====== PASSAGE PROVIDED ======

Relearning How to People

Art by Midjourney.

Last evening I sat in on a Zoom that was a celebration of the release of Vol 2 of the Farmer-ish Annual.

(In full disclosure, I have a piece in their submission queue for an upcoming online edition.)

Farmer-ish is the love child (my phrase) of Crystal and James (Ron) Sands who farm and raise chickens and do all sorts of lovely literary and artistic things — right here in Maine.

On the Zoom call, eight or so contributors read from their work in the Annual. The mood was casual and fun, the quality fabulous, the undertone a kind of urgent craving to find tractable ways to love, and to express our love of, this earth and all its inhabitants. We hope to find the words that might infect another with the same love. In wildness (and poetry) is the preservation of the world.

I’m just vain enough that remembering the scheduled event with moments to spare, I kept my camera off. (My clothes and beard and the room behind me left much to be desired.) Besides, the event wasn’t about me, I was just privileged to enjoy an hour of keen, thoughtful discourse among — among whom? I felt something here. I’m trying not to overanalyze.

Kicking civilization and moving to a fixer-upper in the woods — and then the pandemic — have settled in me a deep comfort with solitude. I’ve never known how to do small talk, and a great deal of what constitutes “modern society” repels me.

So I’m paying attention to this feeling that there are kin out there, people drawn to the joys and hazards of small-scale, sustainable farming, finding their voice and art in that or through that, and in particular drawn to the challenge of doing whatever one is doing with intention, authenticity, and with eyes wide open as our path through earth’s ravaged landscape narrows.

My thanks to Crystal Sands for putting this into the world.

====== DATA UNDER STUDY ======

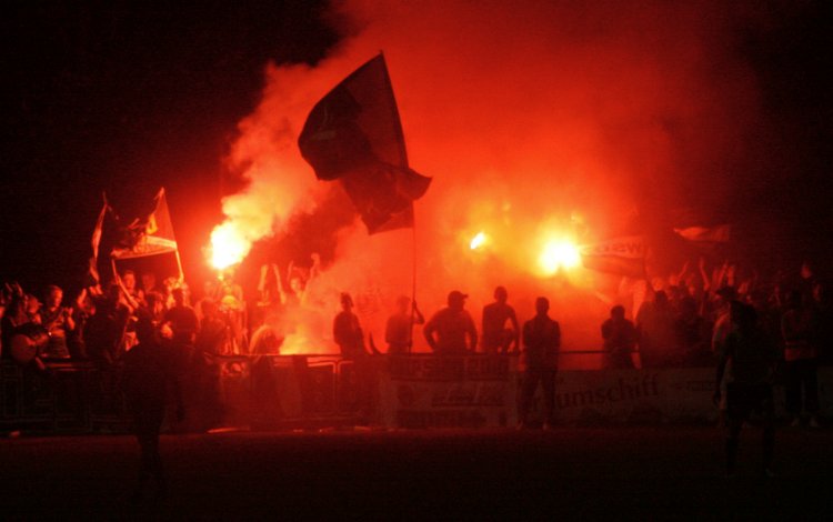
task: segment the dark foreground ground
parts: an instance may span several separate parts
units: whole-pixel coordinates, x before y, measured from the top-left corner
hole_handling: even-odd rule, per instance
[[[165,435],[164,501],[131,504],[124,435],[0,440],[0,520],[833,520],[833,431],[781,430],[779,476],[716,428]]]

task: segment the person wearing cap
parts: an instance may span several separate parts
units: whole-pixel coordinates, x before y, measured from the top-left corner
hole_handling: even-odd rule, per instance
[[[425,323],[422,333],[429,347],[439,355],[465,355],[478,349],[478,329],[464,309],[469,295],[453,290],[449,293],[448,307],[434,313]]]
[[[483,332],[482,350],[484,353],[508,353],[518,350],[521,337],[518,317],[506,300],[509,293],[504,287],[494,289],[494,302],[483,307],[481,328]],[[506,321],[510,328],[506,328]]]
[[[523,323],[523,351],[521,365],[521,398],[518,401],[518,426],[529,428],[528,416],[538,383],[544,391],[544,428],[552,426],[555,418],[555,374],[559,369],[561,327],[550,318],[550,301],[535,300],[535,317]]]

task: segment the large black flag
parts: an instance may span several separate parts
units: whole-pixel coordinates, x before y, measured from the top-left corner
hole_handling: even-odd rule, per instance
[[[388,67],[379,54],[319,101],[298,139],[320,180],[341,180],[372,234],[413,225],[431,178],[408,165]]]

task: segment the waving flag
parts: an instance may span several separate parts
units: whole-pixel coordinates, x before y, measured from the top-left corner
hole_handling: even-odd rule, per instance
[[[678,235],[695,243],[727,243],[732,234],[732,225],[686,227],[674,229]]]
[[[599,272],[642,278],[646,252],[642,235],[628,235],[582,247],[581,261],[585,268]]]
[[[159,189],[153,201],[153,211],[147,219],[136,219],[128,225],[120,225],[120,239],[110,253],[111,258],[131,259],[178,252],[164,188]]]
[[[408,164],[388,67],[379,54],[322,98],[298,139],[320,180],[340,180],[368,232],[413,225],[431,183]]]

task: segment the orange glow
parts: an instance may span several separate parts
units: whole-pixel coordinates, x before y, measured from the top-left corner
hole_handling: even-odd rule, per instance
[[[569,240],[552,240],[545,245],[538,263],[545,275],[552,275],[559,269],[573,269],[581,264],[579,248]]]
[[[478,250],[485,243],[485,234],[483,232],[478,232],[478,234],[472,238],[471,242],[469,243],[469,248],[471,248],[472,250]]]
[[[240,263],[251,249],[251,242],[230,221],[211,232],[209,258],[211,265],[223,270]]]

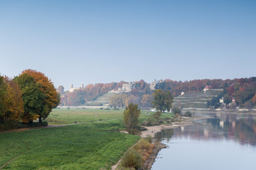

======

Copy the passage from the post about the Farmer-ish Annual Zoom word for word, from "Relearning How to" up to and including "upcoming online edition.)".

Relearning How to People

Art by Midjourney.

Last evening I sat in on a Zoom that was a celebration of the release of Vol 2 of the Farmer-ish Annual.

(In full disclosure, I have a piece in their submission queue for an upcoming online edition.)